From: Philippe Verdy (verdy_p@wanadoo.fr)
Date: Wed Oct 06 2004 - 06:32:23 CST
From: "Chris Harvey" <chris@languagegeek.com>
> The users seem determined to put the entire alphabet into the PUA, thus
> making a single character for <ng>, <kw>, <ii> etc. I would like to be
> able to present them with something that works and avoid this kind of
> catastrophe.
A better alternative to PUAs, which would require specific fonts and no
interopable solution would be to use controls that make explicit grapheme
clusters: ZWJ notably, and make sure that the editor handles it effectively
as a single cluster, including for backspace.
Or, may be using existing combining modifier letters, even if they look like
superscript in existing fonts (if you are ready to go to PUAs, you would
need to develop a font for them), but as we don't know the whole extents of
the "alphabet", it's hard to determine which solution is best.
I am assuming (I'm possibly wrong) that you'll need it to support some
African languages, and if so, there are existing proposals to increase their
support in Unicode with pending new Latin letters. Using PUAs could be an
interim solution, before new characters are introduced, notably if you need
combining modifier letters to act with the base letter as a single cluster.

__________________________________________________

-- STATED TASK 1 --
Answer these questions about the reply on alternatives to the Private Use Area:
(a) Which control does the reply name as a way to make grapheme clusters explicit?
(b) In the quoted message, which sequences do users want to turn into single characters?
(c) What role could PUAs play before new characters are introduced, according to the reply?
-- STATED TASK 2 --
Count the lines of the records that contain the string "pine". Give only the number.

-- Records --
__________________________________________________

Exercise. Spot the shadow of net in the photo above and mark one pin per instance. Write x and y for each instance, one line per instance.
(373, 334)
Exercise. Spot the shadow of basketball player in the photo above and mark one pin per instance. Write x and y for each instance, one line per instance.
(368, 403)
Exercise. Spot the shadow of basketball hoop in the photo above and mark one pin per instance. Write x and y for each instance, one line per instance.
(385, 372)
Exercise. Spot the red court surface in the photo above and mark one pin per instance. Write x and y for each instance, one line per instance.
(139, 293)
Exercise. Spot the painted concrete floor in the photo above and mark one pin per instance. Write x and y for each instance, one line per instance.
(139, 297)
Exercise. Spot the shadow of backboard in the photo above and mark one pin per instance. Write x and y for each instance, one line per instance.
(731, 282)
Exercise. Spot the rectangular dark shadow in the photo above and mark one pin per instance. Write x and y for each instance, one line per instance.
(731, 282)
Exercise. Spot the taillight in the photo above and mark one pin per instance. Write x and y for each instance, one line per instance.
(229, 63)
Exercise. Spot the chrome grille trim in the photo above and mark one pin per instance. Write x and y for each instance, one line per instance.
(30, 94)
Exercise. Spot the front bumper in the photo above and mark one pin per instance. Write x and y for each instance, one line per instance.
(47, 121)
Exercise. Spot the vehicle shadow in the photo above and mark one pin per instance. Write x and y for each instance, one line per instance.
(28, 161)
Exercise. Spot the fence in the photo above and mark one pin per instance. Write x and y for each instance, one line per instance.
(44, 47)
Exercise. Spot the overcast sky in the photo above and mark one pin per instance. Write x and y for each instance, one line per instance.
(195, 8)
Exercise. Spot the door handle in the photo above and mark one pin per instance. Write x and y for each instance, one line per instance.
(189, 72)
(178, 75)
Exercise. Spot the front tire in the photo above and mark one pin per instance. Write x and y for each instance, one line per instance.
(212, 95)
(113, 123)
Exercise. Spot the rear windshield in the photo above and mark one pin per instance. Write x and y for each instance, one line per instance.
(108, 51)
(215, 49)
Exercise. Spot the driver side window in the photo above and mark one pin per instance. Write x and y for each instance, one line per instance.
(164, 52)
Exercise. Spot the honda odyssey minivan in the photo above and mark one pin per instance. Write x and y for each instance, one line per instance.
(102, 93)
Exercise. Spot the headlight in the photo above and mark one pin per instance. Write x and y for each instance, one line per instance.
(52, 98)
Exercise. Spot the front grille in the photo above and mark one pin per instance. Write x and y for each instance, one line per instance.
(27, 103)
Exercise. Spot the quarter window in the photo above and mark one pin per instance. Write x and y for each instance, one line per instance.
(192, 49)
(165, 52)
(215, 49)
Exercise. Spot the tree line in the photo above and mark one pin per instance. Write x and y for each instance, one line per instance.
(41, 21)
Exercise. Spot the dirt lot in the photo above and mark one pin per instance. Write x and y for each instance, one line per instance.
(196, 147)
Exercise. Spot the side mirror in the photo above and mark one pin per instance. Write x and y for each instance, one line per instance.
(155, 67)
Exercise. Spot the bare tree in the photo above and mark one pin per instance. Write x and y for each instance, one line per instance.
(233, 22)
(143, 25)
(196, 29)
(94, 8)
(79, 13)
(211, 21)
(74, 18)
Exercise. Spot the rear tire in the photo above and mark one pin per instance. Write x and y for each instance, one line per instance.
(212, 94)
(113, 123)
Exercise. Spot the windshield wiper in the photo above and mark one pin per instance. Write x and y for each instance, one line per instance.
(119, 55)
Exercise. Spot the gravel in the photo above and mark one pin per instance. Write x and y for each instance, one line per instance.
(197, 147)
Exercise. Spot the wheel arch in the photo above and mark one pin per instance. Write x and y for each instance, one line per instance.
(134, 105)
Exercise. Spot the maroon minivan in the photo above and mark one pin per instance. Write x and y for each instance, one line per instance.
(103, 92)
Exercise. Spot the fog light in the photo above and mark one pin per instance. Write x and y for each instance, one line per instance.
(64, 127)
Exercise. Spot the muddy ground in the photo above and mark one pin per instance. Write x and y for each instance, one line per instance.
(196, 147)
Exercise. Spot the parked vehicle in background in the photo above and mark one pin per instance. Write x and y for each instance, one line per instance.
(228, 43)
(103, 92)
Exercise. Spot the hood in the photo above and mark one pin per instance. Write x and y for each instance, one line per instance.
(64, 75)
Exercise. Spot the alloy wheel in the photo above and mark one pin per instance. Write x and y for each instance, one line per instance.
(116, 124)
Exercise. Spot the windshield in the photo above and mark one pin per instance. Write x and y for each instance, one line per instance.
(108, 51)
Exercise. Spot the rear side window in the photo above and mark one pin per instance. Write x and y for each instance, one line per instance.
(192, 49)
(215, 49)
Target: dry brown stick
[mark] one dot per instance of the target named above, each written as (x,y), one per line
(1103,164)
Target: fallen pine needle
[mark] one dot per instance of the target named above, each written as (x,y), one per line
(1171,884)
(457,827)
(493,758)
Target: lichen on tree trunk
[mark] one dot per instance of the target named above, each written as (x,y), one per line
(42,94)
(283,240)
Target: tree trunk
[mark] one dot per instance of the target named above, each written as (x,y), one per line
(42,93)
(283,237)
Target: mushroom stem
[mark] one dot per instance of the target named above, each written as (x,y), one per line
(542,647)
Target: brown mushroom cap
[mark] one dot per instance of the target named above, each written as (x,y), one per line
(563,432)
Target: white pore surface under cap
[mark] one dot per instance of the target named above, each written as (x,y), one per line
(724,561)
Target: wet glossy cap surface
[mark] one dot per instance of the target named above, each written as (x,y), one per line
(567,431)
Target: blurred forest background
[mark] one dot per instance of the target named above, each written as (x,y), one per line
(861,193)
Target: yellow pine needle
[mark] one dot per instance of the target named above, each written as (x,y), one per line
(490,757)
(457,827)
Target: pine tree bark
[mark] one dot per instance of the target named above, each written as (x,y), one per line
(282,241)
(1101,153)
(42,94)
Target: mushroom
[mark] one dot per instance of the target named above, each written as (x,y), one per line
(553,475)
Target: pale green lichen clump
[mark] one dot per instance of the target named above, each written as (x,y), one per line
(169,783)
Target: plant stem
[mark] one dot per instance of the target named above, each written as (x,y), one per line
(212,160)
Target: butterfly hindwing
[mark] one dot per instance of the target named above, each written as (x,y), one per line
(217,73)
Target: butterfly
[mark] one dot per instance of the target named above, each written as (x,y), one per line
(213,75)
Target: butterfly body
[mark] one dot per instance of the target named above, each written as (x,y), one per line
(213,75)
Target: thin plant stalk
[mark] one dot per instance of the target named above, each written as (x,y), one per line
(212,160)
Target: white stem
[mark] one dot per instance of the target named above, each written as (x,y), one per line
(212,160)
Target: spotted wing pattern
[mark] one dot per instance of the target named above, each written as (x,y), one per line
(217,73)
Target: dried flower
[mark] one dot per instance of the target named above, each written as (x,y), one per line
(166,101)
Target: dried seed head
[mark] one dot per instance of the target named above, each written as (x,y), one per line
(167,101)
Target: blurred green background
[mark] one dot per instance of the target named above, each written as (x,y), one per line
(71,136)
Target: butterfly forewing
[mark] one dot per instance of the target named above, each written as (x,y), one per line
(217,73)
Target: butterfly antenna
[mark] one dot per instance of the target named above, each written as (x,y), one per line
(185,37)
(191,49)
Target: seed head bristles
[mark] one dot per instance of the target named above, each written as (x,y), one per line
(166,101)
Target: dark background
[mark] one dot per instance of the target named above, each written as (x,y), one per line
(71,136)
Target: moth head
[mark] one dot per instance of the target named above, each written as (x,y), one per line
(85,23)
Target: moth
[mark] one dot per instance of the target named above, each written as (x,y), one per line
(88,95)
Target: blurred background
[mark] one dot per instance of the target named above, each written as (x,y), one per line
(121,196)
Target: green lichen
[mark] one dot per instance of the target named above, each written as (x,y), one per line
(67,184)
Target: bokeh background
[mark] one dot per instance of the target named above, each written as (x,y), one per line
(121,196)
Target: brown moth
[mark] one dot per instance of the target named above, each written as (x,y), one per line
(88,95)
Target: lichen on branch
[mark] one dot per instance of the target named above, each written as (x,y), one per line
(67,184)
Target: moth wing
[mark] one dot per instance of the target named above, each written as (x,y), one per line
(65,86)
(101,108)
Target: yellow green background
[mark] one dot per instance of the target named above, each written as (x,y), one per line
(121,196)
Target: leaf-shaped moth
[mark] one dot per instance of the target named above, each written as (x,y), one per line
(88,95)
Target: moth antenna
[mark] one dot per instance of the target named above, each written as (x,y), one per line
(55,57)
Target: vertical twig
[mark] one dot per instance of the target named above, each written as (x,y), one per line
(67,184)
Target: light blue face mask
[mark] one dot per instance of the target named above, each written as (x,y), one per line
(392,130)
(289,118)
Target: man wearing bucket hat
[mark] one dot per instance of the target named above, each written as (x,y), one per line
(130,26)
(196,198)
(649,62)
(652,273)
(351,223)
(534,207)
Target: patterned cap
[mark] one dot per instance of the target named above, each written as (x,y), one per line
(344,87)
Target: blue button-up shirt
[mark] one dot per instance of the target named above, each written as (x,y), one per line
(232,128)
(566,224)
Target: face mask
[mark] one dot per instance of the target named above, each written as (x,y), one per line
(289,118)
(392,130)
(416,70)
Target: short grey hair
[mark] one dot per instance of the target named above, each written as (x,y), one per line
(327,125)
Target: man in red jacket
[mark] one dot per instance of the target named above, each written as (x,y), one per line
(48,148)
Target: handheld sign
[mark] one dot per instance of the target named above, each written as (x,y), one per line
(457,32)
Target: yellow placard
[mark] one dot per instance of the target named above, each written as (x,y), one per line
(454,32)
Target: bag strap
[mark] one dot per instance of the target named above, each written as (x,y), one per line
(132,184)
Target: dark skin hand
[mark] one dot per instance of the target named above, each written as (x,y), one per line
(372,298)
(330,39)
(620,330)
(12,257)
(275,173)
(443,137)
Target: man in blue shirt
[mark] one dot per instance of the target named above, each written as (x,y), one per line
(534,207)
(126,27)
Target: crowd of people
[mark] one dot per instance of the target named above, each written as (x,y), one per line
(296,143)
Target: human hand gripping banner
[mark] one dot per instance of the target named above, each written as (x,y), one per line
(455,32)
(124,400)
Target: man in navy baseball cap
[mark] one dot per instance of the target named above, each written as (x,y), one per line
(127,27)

__________________________________________________

-- FULL ANSWER 1 --
(a) ZWJ.
(b) <ng>, <kw>, <ii>, etc.
(c) An interim solution.

-- FULL ANSWER 2 --
3